• [BRIEF] Copy the records from the line holding "Could you point to the woman's" through the end, inclusive, replacing "midriff" with "stomach" and changing nothing else.

-------

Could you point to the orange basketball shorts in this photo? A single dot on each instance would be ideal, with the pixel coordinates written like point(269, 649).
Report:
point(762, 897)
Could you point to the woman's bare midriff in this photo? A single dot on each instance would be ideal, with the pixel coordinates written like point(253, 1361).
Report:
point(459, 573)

-------

• [WORKED ANSWER]
Could you point to the woman's bare stomach in this photo? A single dot on each instance would be ideal, with the pixel coordinates written like point(253, 1361).
Report:
point(459, 573)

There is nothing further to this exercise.